Labeled-object pointing entries
..........
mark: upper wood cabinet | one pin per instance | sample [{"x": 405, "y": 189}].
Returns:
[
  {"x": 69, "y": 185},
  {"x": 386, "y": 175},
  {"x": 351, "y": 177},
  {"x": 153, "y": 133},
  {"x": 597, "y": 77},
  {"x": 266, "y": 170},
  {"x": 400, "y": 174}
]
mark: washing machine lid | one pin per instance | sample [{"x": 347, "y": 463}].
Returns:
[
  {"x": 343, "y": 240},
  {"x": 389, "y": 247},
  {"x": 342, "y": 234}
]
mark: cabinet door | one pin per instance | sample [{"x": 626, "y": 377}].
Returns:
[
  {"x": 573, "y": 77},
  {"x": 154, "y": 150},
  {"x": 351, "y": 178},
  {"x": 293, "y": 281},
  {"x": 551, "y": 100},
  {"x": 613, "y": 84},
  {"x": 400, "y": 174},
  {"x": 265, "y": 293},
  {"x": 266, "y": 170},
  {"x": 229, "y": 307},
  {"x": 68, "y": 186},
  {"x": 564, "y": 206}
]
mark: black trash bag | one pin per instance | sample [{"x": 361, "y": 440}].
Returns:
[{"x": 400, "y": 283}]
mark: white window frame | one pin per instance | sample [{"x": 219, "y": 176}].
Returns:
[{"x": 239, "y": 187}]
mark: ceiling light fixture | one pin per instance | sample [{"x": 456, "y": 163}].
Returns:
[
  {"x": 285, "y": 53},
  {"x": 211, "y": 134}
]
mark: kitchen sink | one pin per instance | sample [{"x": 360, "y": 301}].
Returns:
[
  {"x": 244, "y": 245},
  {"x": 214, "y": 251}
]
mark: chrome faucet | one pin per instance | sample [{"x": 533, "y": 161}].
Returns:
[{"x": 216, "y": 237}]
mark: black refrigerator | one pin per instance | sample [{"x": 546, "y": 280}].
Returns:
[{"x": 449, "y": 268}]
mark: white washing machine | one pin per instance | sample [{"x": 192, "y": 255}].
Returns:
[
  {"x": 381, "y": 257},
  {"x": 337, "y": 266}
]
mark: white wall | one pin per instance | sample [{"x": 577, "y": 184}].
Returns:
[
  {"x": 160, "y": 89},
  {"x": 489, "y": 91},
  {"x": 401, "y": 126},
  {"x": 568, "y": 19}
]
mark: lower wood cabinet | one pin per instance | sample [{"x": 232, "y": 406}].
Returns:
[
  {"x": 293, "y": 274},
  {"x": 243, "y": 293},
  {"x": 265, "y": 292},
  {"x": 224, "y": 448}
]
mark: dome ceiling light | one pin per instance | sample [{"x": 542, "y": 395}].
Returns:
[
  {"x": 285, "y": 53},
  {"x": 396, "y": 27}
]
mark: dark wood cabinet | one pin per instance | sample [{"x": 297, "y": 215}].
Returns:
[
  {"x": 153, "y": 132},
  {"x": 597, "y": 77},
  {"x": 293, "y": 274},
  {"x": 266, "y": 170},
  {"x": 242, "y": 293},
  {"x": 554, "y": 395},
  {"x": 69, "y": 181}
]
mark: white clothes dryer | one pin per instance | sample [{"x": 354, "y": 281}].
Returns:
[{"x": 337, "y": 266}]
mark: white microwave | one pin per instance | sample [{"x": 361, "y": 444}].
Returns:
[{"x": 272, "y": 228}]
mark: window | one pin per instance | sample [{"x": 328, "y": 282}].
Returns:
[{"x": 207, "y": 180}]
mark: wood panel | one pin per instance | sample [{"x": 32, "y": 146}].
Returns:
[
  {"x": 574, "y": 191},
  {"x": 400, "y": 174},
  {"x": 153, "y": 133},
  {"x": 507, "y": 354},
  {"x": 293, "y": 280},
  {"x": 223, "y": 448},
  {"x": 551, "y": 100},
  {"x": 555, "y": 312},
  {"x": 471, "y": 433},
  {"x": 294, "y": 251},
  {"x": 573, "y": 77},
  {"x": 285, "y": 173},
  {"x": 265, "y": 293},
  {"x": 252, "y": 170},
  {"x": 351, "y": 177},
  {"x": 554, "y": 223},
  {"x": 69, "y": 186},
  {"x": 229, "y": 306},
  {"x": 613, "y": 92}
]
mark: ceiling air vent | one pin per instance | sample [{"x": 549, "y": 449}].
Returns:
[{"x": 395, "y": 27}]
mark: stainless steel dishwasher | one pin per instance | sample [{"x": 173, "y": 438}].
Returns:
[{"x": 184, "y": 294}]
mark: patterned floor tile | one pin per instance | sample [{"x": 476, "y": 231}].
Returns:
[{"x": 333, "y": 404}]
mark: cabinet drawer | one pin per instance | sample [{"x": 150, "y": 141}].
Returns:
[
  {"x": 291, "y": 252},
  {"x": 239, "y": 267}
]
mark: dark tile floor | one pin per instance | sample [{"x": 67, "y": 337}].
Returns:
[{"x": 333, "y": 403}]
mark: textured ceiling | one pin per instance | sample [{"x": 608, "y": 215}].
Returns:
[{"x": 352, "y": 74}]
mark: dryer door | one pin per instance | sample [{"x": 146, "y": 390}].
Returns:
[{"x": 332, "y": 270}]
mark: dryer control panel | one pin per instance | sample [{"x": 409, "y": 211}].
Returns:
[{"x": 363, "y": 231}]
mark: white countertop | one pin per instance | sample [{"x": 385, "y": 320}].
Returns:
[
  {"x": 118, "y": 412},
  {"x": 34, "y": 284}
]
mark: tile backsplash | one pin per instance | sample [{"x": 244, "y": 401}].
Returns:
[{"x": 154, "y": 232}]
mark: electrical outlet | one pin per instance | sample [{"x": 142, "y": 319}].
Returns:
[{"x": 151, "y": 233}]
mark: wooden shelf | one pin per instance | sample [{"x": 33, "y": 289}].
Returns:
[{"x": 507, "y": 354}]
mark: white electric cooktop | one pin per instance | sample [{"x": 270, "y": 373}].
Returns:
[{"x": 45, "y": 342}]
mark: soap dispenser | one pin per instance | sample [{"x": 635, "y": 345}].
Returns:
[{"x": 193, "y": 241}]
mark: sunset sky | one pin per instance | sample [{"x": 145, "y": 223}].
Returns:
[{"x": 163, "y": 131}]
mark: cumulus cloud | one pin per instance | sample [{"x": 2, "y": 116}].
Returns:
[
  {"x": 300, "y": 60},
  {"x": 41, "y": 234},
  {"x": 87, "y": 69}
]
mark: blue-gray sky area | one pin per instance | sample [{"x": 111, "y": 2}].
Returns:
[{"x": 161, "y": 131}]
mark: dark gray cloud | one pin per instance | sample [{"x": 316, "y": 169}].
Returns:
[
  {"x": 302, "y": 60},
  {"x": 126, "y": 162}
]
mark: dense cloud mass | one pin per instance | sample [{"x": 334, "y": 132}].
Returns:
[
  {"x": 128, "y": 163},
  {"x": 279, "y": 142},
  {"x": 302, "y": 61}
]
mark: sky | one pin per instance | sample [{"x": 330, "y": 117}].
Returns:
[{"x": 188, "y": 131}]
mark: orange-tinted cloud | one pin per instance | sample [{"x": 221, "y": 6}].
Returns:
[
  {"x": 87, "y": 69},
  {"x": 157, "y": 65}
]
..........
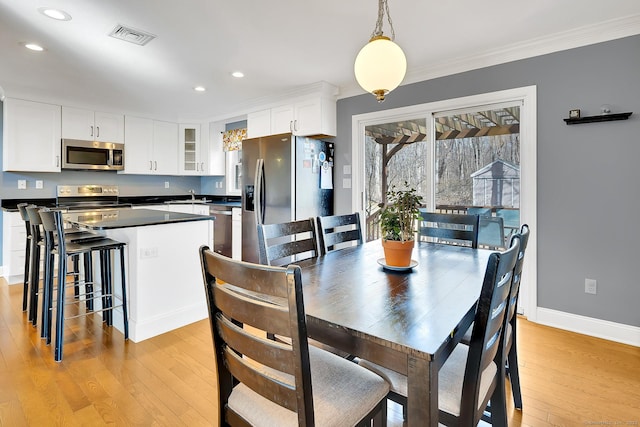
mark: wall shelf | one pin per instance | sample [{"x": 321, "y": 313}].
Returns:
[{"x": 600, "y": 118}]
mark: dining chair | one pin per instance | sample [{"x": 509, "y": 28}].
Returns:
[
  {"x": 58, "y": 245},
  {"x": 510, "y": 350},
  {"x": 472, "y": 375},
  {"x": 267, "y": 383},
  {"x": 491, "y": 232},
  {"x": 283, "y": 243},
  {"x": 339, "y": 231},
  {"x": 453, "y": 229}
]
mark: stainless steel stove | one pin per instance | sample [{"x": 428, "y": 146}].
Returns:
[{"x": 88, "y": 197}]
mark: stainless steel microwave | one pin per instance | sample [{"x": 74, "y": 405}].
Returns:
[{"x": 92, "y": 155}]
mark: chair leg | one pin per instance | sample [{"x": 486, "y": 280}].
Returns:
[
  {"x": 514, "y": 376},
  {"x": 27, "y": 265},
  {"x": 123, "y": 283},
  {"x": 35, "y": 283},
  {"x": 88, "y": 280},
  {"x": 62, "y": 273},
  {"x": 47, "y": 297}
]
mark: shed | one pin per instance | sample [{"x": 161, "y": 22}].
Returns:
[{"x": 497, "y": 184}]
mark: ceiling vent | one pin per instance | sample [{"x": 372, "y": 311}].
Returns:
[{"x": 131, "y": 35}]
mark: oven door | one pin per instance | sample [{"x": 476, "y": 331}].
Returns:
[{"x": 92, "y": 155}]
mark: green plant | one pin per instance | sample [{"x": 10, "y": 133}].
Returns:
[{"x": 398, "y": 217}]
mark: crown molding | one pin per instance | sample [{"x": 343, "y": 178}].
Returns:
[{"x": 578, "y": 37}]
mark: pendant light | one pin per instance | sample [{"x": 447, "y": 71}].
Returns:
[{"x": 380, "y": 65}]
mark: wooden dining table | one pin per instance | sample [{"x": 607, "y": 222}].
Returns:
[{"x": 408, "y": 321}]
..........
▶ [WHAT IS REQUIRED]:
List each line of the items above that contains the string "vent".

▶ [FINISHED EXERCISE]:
mark: ceiling air vent | one pin per instance | sample [{"x": 549, "y": 449}].
mark: ceiling vent | one pin per instance | sample [{"x": 372, "y": 311}].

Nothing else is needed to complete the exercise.